:: REQUIREMENT ::
Nothing in the entries may be altered; copy them all exactly.
PROVIDED MATERIAL section start
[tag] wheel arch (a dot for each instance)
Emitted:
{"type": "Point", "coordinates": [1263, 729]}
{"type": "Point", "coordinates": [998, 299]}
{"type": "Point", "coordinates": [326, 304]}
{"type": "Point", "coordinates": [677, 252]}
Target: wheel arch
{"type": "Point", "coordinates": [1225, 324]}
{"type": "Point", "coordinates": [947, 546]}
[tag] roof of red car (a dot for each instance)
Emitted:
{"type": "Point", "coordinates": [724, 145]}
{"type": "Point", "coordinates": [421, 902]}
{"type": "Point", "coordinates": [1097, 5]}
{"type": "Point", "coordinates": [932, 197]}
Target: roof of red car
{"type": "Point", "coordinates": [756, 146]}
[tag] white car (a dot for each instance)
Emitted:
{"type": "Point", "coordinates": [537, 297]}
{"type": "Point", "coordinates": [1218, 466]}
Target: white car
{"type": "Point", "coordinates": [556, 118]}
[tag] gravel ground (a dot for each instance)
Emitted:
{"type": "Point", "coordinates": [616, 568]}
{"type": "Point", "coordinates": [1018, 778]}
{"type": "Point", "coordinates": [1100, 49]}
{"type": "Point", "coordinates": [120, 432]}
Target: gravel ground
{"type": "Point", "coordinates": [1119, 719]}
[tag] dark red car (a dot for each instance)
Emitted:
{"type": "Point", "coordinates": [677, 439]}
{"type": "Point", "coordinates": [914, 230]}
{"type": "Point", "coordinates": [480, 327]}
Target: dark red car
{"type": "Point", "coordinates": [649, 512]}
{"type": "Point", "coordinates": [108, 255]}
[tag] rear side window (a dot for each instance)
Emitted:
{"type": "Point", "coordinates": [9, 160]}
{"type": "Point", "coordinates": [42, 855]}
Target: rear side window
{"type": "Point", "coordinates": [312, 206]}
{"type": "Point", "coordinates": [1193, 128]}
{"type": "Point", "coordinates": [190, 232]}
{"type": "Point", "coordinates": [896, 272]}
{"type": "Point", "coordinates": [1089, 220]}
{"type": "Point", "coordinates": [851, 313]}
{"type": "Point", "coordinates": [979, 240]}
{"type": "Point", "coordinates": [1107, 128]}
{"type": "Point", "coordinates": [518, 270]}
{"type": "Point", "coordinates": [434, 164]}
PROVIDED MATERIAL section end
:: TASK ANSWER ::
[tag] wheel arch (a dot for each instance)
Emitted:
{"type": "Point", "coordinates": [1263, 729]}
{"type": "Point", "coordinates": [998, 299]}
{"type": "Point", "coordinates": [326, 304]}
{"type": "Point", "coordinates": [677, 252]}
Target: wheel arch
{"type": "Point", "coordinates": [1225, 324]}
{"type": "Point", "coordinates": [947, 546]}
[tag] roof of red car (a dot for each instance)
Emitted:
{"type": "Point", "coordinates": [724, 145]}
{"type": "Point", "coordinates": [421, 902]}
{"type": "Point", "coordinates": [1097, 5]}
{"type": "Point", "coordinates": [932, 197]}
Target: roof of red car
{"type": "Point", "coordinates": [756, 146]}
[tag] white car (a dot for each instance)
Emitted:
{"type": "Point", "coordinates": [537, 297]}
{"type": "Point", "coordinates": [1218, 466]}
Target: white car
{"type": "Point", "coordinates": [556, 118]}
[tag] gravel ground (a dot for each instance)
Emitted:
{"type": "Point", "coordinates": [616, 568]}
{"type": "Point", "coordinates": [1018, 778]}
{"type": "Point", "coordinates": [1100, 49]}
{"type": "Point", "coordinates": [120, 432]}
Target: gravel ground
{"type": "Point", "coordinates": [1119, 719]}
[tag] dark red car (a dot for each instance)
Emitted:
{"type": "Point", "coordinates": [677, 439]}
{"type": "Point", "coordinates": [914, 230]}
{"type": "Point", "coordinates": [480, 327]}
Target: dark red car
{"type": "Point", "coordinates": [649, 512]}
{"type": "Point", "coordinates": [108, 255]}
[tag] rear side window (a dot for each instance)
Emitted:
{"type": "Point", "coordinates": [9, 160]}
{"type": "Point", "coordinates": [42, 855]}
Target: rear side window
{"type": "Point", "coordinates": [312, 206]}
{"type": "Point", "coordinates": [1193, 128]}
{"type": "Point", "coordinates": [190, 232]}
{"type": "Point", "coordinates": [896, 272]}
{"type": "Point", "coordinates": [1089, 220]}
{"type": "Point", "coordinates": [851, 313]}
{"type": "Point", "coordinates": [979, 240]}
{"type": "Point", "coordinates": [1107, 128]}
{"type": "Point", "coordinates": [518, 270]}
{"type": "Point", "coordinates": [434, 164]}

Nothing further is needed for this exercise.